start DATA SECTION

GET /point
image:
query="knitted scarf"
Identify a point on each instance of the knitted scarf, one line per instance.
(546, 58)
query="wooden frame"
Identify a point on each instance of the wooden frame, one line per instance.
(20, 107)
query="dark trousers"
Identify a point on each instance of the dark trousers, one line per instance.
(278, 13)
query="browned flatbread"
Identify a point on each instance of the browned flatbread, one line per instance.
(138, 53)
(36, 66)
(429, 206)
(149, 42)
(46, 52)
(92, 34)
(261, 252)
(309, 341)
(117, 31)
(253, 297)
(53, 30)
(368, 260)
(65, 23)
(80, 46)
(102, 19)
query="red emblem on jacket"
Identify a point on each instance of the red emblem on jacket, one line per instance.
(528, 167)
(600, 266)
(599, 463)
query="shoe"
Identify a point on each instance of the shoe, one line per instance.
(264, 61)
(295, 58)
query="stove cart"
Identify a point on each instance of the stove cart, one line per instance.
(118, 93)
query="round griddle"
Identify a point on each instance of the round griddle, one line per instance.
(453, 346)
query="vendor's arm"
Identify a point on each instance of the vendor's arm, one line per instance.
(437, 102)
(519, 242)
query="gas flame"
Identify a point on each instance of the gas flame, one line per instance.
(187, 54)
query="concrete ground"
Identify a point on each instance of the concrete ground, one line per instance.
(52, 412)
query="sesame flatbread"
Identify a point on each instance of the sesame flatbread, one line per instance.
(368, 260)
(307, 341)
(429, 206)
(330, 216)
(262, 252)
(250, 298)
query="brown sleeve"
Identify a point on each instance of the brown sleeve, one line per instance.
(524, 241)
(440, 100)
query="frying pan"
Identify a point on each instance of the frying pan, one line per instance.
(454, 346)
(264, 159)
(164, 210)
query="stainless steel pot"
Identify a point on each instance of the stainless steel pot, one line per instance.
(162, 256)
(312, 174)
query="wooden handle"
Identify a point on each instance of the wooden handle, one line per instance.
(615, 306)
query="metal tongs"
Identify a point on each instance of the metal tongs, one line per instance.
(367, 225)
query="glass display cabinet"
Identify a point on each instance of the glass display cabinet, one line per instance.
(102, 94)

end DATA SECTION

Each record above should be repeated exactly as it appears.

GET /point
image:
query="knitted scarf"
Identify a point on each instance of the knitted scarf, one line per instance.
(546, 58)
query="wooden frame"
Identify a point on each instance of the wooden frame, one line per instance.
(20, 107)
query="dark trousers"
Identify a point on each instance of the dark trousers, one line per instance.
(278, 13)
query="browned flatbread"
Identify a point on each instance of the browned flatbread, one line per instance.
(138, 53)
(36, 66)
(429, 206)
(149, 42)
(46, 52)
(92, 34)
(261, 252)
(309, 341)
(117, 31)
(253, 297)
(53, 30)
(368, 260)
(65, 23)
(80, 46)
(102, 19)
query="red emblem on jacket"
Identify a point on each instance of the red emblem on jacket, one line per instance.
(528, 167)
(600, 266)
(599, 463)
query="shoe"
Identify a point on each instance of the shoe, one line per instance.
(264, 61)
(295, 58)
query="stove cart"
Identify a point on each instance of the stove cart, one line per instance.
(118, 93)
query="round griddle"
Identify a point on each instance of the round griddle, one line per instance.
(453, 346)
query="vendor's arm"
Identify a point on each instance of the vendor's arm, one line per instance.
(437, 102)
(519, 242)
query="gas flame"
Identify a point on each instance of the gas flame, one line per instance.
(187, 54)
query="concrete ground"
Identify a point on each instance of the concrete ground, one line per instance.
(52, 412)
query="sesame flatbread"
Identify a point on each instance of the sesame flatbread, one line per instance.
(368, 260)
(307, 341)
(429, 206)
(330, 216)
(262, 252)
(250, 298)
query="brown sleeve"
Identify a point on each instance of the brown sleeve, one line per instance.
(524, 241)
(440, 100)
query="frying pan"
Identify a point on each instance of the frying pan, one line per instance.
(454, 346)
(264, 159)
(164, 210)
query="stainless steel pot"
Identify a point on each instance of the stainless steel pot, one line per instance.
(162, 256)
(312, 174)
query="wooden handle"
Identify a point on each instance of the wooden handle, one line per instance.
(615, 306)
query="metal tongs"
Identify a point on each instance of the metal tongs, one line per instance.
(367, 225)
query="glass display cabinet"
Identify a point on each instance of the glass display cabinet, one line per instance.
(102, 94)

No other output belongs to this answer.